━━━━━ RECORD SET
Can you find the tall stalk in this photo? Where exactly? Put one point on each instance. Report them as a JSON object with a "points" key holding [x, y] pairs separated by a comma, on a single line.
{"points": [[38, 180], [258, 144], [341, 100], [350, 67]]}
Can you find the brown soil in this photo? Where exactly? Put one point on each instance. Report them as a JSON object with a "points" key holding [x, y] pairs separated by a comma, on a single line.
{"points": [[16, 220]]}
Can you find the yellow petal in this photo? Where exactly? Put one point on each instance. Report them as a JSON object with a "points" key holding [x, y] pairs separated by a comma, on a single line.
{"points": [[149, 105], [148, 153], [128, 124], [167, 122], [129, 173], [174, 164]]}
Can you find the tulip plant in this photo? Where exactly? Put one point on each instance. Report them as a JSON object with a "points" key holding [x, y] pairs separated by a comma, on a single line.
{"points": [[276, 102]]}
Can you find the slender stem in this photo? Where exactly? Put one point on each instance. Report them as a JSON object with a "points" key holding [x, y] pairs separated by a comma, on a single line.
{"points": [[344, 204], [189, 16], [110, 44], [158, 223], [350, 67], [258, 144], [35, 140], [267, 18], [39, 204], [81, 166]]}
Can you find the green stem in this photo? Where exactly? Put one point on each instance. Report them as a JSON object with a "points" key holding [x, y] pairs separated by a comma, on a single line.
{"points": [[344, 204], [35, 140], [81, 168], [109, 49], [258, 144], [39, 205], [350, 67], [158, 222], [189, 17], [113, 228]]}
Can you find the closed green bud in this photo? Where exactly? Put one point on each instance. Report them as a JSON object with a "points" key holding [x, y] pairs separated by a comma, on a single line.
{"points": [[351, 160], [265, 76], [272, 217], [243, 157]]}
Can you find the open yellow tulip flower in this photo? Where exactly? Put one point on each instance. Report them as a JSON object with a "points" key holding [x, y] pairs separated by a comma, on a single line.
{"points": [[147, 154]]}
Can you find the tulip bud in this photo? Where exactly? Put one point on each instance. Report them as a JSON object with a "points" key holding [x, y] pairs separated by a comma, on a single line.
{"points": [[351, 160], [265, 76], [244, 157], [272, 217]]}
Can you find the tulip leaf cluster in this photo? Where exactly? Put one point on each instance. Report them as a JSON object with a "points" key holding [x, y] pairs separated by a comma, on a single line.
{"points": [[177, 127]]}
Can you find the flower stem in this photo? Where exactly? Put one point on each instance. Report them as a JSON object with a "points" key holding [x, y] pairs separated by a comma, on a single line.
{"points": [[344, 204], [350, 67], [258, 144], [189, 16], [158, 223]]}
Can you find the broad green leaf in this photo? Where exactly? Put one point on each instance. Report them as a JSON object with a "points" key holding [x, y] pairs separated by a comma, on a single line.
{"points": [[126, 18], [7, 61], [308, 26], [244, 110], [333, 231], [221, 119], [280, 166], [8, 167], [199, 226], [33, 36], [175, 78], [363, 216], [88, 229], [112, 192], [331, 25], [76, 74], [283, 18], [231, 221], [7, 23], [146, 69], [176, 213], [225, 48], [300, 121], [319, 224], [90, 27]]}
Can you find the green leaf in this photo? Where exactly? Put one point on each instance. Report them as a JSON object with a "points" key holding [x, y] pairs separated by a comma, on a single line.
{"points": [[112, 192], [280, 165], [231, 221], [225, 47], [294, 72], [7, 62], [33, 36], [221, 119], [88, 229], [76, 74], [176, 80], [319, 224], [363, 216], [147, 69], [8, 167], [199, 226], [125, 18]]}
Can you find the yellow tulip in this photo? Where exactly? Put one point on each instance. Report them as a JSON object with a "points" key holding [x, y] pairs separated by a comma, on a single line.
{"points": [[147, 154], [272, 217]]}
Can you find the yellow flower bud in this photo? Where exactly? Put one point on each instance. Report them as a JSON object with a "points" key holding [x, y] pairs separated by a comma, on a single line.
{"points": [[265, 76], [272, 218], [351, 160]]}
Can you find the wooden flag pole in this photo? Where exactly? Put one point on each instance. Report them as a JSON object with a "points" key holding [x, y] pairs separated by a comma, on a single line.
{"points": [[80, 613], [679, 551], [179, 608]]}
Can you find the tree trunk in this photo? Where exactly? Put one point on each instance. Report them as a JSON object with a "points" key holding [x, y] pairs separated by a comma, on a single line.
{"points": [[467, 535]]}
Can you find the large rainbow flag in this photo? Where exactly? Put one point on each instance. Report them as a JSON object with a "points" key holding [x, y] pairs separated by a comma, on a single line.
━━━━━━━━━━
* _GOAL OF THE EXERCISE_
Every entry should be printed again exactly as it stands.

* _ANSWER AREA_
Can you find the tall stalk in this photo? Where exactly? Put one point on each instance. Report them as a JSON object with a "points" key holding [x, y] pairs separated by a comma, on a single line.
{"points": [[38, 180], [258, 144], [341, 100], [350, 67]]}
Can you find the brown soil in this photo? Where exactly? Put one point on each instance. Report them as a JSON object with a "points" key holding [x, y] pairs separated by a comma, on a single line.
{"points": [[16, 220]]}
Can you find the yellow petal in this photo? Where exactly? Put one point on each instance. Report them as a JSON object with a "points" key holding [x, y] pairs separated by a comma, on a single line.
{"points": [[149, 105], [148, 153], [128, 124], [167, 122], [129, 173], [174, 164]]}
Can you find the tulip plant in this photo? Where exactly? Put one point on each instance. Report them as a JSON object with a "points" key holding [x, y] pairs separated by a comma, on a single line.
{"points": [[276, 102]]}
Can you find the slender stem in this photo? Where exactly? Put one point on each instance. Report them as a JSON object with a "points" key holding [x, y] pairs separated by a comma, on a single line.
{"points": [[344, 204], [189, 16], [110, 44], [158, 223], [350, 67], [258, 144], [35, 140], [267, 18], [39, 204], [81, 166]]}
Can you find the green stem in this photo? Where exactly? Put one point on each instance. Report them as a JSON object with a "points" key holding [x, y] pairs separated by a comma, on a single line.
{"points": [[344, 204], [35, 140], [81, 168], [109, 49], [258, 144], [39, 205], [350, 67], [158, 222], [189, 17], [113, 228]]}
Can you find the closed green bud in this photo? Where exactly? Put one point on each instance. Report them as a JSON object with a "points" key holding [x, y] pairs separated by a comma, on a single line.
{"points": [[351, 160], [265, 76], [272, 217], [243, 157]]}
Can you find the open yellow tulip flower in this photo? Where exactly? Put one point on each instance. Report them as a JSON object with a "points" key holding [x, y] pairs separated by a comma, on a single line.
{"points": [[147, 154]]}
Can you find the tulip bud in this photo? Where exactly? Put one point on each instance. Report them as a JSON object with a "points" key holding [x, y] pairs separated by a comma, on a single line.
{"points": [[351, 160], [265, 76], [244, 157], [272, 217]]}
Can you find the tulip leaf cluster in this photo? Where exactly? Put one point on each instance. Report them as a JSON object with a "points" key holding [x, y] pairs separated by a comma, on a single line.
{"points": [[177, 127]]}
Can you find the flower stem in this photo? Where exactly? Put one point on each instance. Report them as a JSON object with a "points" key holding [x, y] pairs separated by a comma, on a single line.
{"points": [[344, 204], [350, 67], [258, 144], [189, 16], [158, 223]]}
Can you find the broad green leaf in this photo? Where exactly? Put one point on each instance. Report them as a JSON object with a "points" key holding [x, y] pairs separated by a comma, on a single line.
{"points": [[126, 18], [7, 61], [308, 26], [244, 110], [333, 231], [221, 119], [280, 166], [8, 167], [199, 226], [33, 36], [175, 78], [363, 216], [88, 229], [112, 192], [331, 25], [76, 74], [283, 18], [231, 221], [7, 23], [146, 69], [176, 213], [225, 48], [300, 121], [319, 224], [90, 27]]}
Can you find the green leaf in this photo? Where exactly? Put one point on each instance. Report them as a JSON object with a "points" key holding [x, y] pairs separated by a comma, on a single line.
{"points": [[112, 192], [280, 165], [231, 221], [225, 47], [294, 72], [7, 62], [33, 36], [221, 119], [88, 229], [76, 74], [176, 80], [319, 224], [363, 216], [147, 69], [8, 167], [199, 226], [125, 18]]}
Can you find the yellow tulip in this photo? Where exactly? Put one point on each instance. Report them as a JSON object with a "points" key holding [x, y] pairs separated by a comma, on a single line.
{"points": [[147, 154], [272, 217]]}
Can you find the yellow flower bud in this photo? Where exactly? Put one point on each instance. Report them as a JSON object with a "points" key holding [x, y] pairs separated by a comma, on a single line.
{"points": [[265, 76], [272, 218], [351, 160]]}
Can you find the wooden flag pole in this photo? Where exactly? Put one point on each instance. Report them as a JSON object with a "points" key holding [x, y] pairs separated by a comma, on a single line.
{"points": [[80, 613], [679, 551], [179, 608]]}
Can you find the tree trunk in this photo? Where exactly? Put one point on each instance. Report them as a JSON object with a "points" key holding [x, y] pairs separated by a comma, on a single line.
{"points": [[467, 535]]}
Can you find the large rainbow flag in this photo? Where exactly? Put one point on each instance. Report them as a JSON object with a "points" key holding [x, y] pairs separated by a comma, on a single line.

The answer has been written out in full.